Определите, соответствуют ли фрагменту о спектакле «Машиналь» следующие утверждения: 1. Камерный театр показал пьесу Тредуэлл в 1933 году. 2. Эллен Джонс вышла замуж по любви. 3. Гарри Ро предал Эллен. На каждое утверждение ответьте «да» или «нет» и приведите точную цитату из фрагмента, которая это решает.

* [Фрагмент текста]:
┌────────
Наиболее радикально это выразилось в «Машинали».

Пьеса С. Тредуэлл была показана Камерным театром в 1933 году. Безжалостность огромного города, где человек — только маленькая частица огромной, равнодушной, не останавливающейся ни перед чем машины капиталистического мира, возникала в спектакле во всей своей внешней благопристойности, прикрывающей цинизм и душевный холод людей, живущих бездуховно.

Биография героини Тредуэлл, молодой Эллен Джонс, очень проста и типична для многих женщин западного мира. Выйдя замуж без любви, по расчету, а вернее — по необходимости, Эллен изменяет своему мужу. Но традиционный треугольник в спектакле был наполнен глубоким содержанием; Эллен шла не за своим возлюбленным, а за своей мечтой; когда она слушала рассказ Гарри Ро о степях Аргентины, становилось ясным, что перед нею представал чудесный мир свободы; фантазия делала ее слепой и доверчивой. Пьеса завершалась преступлением — Эллен убивала мужа для того, чтобы идти за Гарри Ро; автор строил действие испытанными приемами мелодрамы и детектива. На суде, признаваясь в убийстве, Эллен — Коонен произносила {45} свои короткие слова признания — «Я убила» — как слова вызова. Это был вызов не судившим ее судьям, а всей жизни, где купля и продажа человеческой души становились повседневными, вызов «Машинали» быта и нравственных норм. Жест актрисы, рука которой вздымалась высоко вверх, был жестом и воли и отрешения; Эллен больше нечего было терять — Гарри не любил ее, более того — он ее предал. Жить стало не для чего. Но, идя на смерть, Эллен возвышалась над собственной судьбой.
└────────
* [Сохранённые записи]:
┌────────
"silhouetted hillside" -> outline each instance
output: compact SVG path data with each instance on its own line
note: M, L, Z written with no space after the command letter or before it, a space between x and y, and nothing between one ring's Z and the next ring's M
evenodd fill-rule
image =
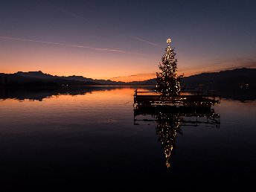
M202 73L183 78L186 88L208 89L256 88L256 68L237 68L214 73Z
M54 77L52 75L38 72L28 72L25 75L20 75L21 72L10 74L3 74L4 81L0 85L5 86L100 86L102 84L91 81L79 81ZM30 77L30 75L32 74Z

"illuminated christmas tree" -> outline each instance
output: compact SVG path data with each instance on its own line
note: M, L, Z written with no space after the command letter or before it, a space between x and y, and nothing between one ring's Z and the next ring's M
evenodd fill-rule
M165 54L159 64L160 72L156 73L156 91L162 95L179 95L181 93L181 80L183 75L177 75L177 60L175 59L174 49L170 46L171 39L168 39Z

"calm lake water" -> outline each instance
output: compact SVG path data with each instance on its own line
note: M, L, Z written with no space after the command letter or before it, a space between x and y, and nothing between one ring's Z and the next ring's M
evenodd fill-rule
M1 191L253 191L255 101L170 124L135 116L135 89L1 92Z

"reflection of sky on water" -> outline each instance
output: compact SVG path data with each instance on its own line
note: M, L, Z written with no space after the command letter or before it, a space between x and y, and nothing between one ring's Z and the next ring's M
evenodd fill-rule
M223 100L214 107L220 115L220 129L182 127L168 170L156 123L134 125L133 91L59 95L33 102L1 100L1 184L86 181L88 188L99 189L113 189L113 180L127 189L135 184L145 189L252 185L255 101ZM95 180L105 185L95 187Z

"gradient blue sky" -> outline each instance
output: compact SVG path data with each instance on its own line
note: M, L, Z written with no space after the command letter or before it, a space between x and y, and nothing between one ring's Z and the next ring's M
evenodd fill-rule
└────────
* [Результат выполнения]:
1. Да: «Пьеса С. Тредуэлл была показана Камерным театром в 1933 году».
2. Нет: «Выйдя замуж без любви, по расчету, а вернее — по необходимости».
3. Да: «Гарри не любил ее, более того — он ее предал».